#### [WHAT THIS TASK INVOLVES]
Exactly reproduce the lines from the one holding "Expected: one point per instance of the man's right" through the final line of the listing below, with both ends included and nothing else.

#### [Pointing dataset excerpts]
————
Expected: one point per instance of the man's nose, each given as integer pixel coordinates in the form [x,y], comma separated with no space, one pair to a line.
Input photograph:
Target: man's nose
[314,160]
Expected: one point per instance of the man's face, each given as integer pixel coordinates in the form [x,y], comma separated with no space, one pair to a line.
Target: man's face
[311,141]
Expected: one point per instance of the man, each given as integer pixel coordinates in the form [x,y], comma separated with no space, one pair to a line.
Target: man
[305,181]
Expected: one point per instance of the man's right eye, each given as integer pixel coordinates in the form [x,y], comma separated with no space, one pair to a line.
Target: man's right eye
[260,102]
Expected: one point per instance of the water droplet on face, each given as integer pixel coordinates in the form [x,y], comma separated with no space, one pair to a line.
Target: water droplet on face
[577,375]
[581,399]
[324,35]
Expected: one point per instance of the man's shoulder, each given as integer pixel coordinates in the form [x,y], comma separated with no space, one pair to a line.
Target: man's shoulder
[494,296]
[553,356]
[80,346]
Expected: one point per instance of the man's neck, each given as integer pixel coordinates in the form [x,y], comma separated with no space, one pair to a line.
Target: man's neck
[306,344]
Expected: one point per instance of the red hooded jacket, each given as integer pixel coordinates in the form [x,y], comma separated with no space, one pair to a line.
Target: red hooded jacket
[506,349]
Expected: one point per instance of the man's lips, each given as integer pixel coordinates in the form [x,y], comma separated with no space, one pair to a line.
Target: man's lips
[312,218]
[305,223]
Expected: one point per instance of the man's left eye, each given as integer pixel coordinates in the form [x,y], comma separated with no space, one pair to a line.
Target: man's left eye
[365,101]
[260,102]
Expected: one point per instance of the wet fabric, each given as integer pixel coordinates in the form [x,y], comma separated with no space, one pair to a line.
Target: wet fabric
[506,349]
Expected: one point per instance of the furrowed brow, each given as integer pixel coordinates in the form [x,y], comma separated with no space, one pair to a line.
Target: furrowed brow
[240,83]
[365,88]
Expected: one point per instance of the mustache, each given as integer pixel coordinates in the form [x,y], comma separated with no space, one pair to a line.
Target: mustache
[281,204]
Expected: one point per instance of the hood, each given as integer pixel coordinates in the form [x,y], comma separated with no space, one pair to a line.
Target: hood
————
#### [IN RESPONSE]
Expected: one point per instance of the man's right eye, each given as integer pixel coordinates in the form [x,y], comma separated with no space, one pair to a line.
Target: man's right eye
[260,102]
Expected: one point per instance of the water droplet on face, each given as integer pixel coordinates in the form [x,y], comma separated with no space, one pair to a line.
Target: water droplet on face
[577,375]
[581,399]
[324,35]
Expected: one point per instance of the man's shoulder, each given as integer pixel coordinates in the form [x,y], comma separated with no space, one pair to a line.
Target: man's shoulder
[494,296]
[553,356]
[80,346]
Expected: one point per instance of the man's neck, each given as integer pixel coordinates in the form [x,y], comma separated with no space, one pair to a line.
Target: man's neck
[306,344]
Expected: one point per instance of the red hooded jacket, each given as integer pixel coordinates in the form [x,y], comma separated with no space, one pair to a line.
Target: red hooded jacket
[506,349]
Expected: one point per instance of the man's lips, each given as integer pixel coordinates in the form [x,y], comma separated with no space, one pair to a line.
Target: man's lips
[312,218]
[305,223]
Expected: one point per instance of the man's left eye, each given as integer pixel coordinates in the form [x,y], comma separated with no space, one pair to a line.
Target: man's left eye
[365,101]
[260,102]
Expected: one point per instance of the wet fabric, each given as integer pixel coordinates in the form [x,y], comma separated with no space, one pair to a line.
Target: wet fabric
[506,349]
Expected: one point per instance of the furrowed brow, each given as integer pixel coordinates in the form [x,y], comma separated with no space, one pair to a line.
Target: furrowed brow
[240,83]
[365,88]
Expected: one point per instance of the mustache, each given as integer pixel coordinates in the form [x,y], comma separated with no space, one pair to a line.
Target: mustache
[281,204]
Expected: one point per instance of the hood, each given as integer pixel coordinates in the form [x,y], comma separated with no space, one pair to a line.
Target: hood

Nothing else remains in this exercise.